Given instruction | Please count the lines in the records below that contain the string "container", matching case exactly, and reply with that number alone.

Records for the exercise |
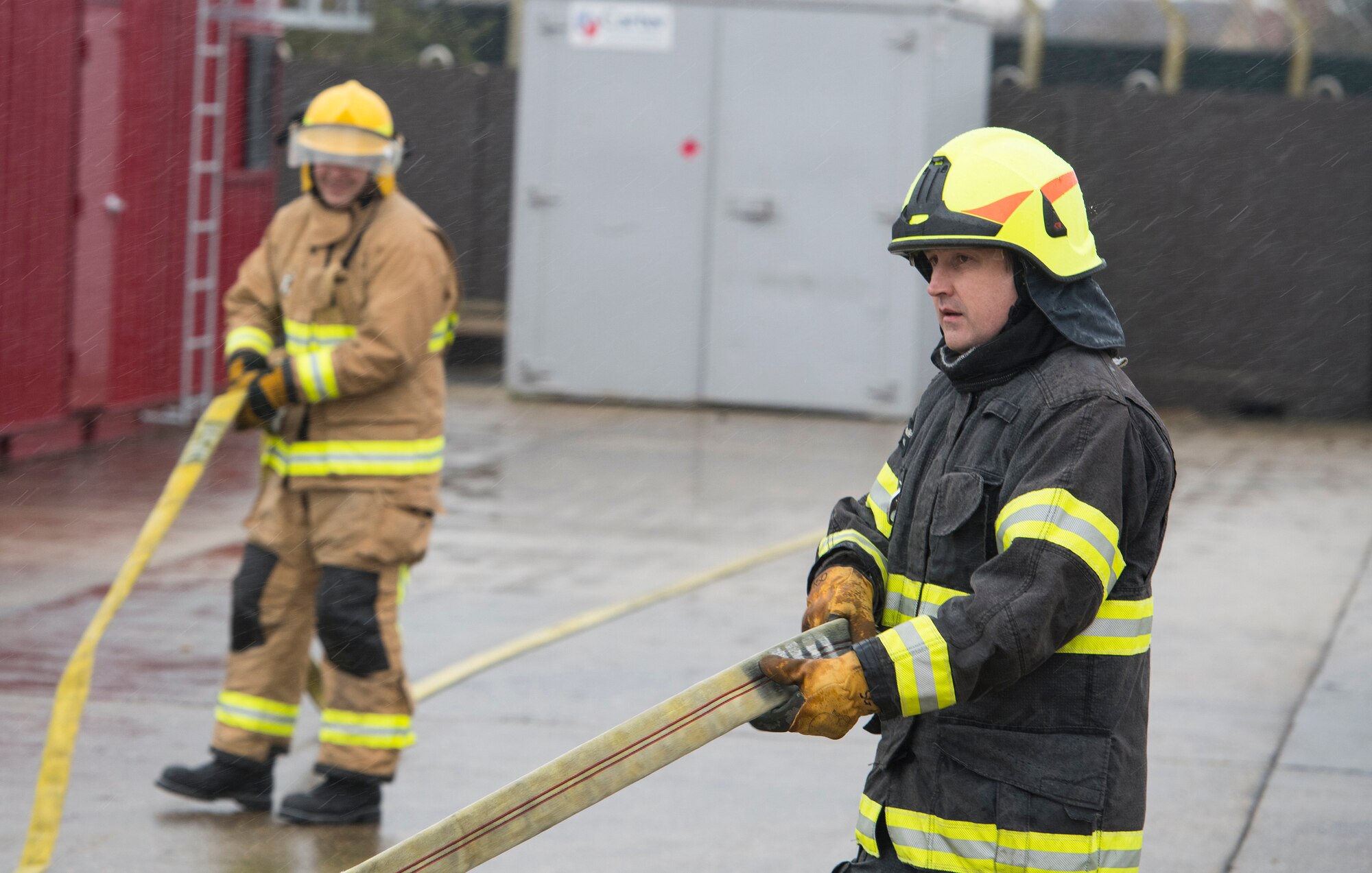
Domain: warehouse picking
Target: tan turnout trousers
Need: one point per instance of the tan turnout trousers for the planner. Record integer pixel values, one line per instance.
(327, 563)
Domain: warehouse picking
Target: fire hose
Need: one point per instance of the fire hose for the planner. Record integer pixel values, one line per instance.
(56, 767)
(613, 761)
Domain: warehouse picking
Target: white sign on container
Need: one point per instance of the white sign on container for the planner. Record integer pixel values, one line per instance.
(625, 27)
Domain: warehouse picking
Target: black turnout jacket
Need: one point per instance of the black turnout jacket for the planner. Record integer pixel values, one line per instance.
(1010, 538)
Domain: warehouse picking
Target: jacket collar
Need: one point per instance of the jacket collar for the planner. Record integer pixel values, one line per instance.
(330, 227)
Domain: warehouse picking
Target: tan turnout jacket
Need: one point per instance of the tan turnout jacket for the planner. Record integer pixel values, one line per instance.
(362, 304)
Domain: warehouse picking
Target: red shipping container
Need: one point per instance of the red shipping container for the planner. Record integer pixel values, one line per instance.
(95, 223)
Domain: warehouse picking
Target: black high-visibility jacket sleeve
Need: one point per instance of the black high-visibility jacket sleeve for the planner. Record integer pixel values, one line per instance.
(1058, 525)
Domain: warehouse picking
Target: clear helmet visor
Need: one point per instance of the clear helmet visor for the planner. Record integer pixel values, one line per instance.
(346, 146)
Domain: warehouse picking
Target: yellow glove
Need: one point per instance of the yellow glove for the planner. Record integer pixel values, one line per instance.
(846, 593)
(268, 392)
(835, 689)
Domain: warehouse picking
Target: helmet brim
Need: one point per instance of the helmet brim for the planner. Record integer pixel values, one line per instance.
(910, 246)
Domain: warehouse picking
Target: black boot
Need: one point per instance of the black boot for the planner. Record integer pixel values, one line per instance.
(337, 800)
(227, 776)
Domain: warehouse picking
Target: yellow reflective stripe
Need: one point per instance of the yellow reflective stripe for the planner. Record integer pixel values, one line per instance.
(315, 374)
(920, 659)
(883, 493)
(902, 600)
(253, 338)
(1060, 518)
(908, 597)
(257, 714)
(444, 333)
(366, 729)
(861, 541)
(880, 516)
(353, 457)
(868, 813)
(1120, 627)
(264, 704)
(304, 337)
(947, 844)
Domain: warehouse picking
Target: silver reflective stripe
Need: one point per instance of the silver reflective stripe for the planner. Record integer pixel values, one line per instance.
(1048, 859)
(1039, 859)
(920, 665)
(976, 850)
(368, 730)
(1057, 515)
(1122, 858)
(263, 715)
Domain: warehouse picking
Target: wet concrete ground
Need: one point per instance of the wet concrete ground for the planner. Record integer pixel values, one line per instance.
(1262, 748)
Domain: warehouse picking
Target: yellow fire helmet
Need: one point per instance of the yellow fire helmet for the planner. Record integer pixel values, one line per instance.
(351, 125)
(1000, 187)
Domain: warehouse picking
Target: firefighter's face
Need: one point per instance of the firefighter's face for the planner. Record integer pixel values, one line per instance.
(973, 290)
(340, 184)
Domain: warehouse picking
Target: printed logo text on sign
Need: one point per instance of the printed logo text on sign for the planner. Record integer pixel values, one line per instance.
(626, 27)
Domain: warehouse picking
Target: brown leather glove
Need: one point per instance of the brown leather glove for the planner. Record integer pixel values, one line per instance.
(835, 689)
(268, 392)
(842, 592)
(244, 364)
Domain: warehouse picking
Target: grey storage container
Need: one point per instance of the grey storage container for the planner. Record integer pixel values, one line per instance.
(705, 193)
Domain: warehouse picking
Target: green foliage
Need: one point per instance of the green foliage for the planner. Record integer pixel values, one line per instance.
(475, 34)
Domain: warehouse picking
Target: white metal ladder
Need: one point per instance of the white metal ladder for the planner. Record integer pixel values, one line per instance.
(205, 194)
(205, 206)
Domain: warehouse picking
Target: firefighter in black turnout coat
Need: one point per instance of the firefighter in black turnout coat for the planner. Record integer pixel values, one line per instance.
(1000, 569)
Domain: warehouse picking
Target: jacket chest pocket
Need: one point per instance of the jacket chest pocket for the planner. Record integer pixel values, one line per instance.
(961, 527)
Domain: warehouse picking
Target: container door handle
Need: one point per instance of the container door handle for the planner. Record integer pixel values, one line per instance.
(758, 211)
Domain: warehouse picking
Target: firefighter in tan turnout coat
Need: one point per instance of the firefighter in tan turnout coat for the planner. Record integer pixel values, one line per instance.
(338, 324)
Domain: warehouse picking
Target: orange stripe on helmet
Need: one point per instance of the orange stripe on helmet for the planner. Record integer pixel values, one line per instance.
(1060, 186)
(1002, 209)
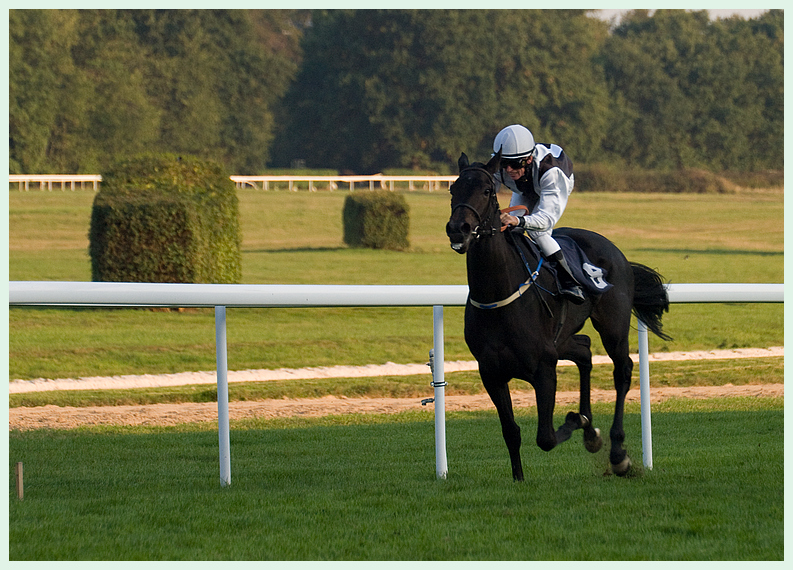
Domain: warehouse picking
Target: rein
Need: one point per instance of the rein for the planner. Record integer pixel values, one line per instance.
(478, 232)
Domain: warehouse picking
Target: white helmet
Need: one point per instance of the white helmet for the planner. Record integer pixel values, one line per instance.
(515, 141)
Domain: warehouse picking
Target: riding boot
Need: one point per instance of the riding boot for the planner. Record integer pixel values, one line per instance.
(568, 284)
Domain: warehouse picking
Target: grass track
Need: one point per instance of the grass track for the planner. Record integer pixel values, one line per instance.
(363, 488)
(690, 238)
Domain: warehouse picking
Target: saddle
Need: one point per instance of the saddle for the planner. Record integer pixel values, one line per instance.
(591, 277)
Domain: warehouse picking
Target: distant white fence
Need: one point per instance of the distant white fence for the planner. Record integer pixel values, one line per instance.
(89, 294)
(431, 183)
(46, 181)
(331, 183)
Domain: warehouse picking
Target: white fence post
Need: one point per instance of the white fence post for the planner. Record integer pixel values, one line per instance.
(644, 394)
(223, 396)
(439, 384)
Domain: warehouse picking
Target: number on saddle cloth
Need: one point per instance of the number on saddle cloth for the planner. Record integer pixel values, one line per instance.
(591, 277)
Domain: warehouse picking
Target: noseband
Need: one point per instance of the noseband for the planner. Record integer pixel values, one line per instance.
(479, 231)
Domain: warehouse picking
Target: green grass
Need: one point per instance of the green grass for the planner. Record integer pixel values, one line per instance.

Reply | 8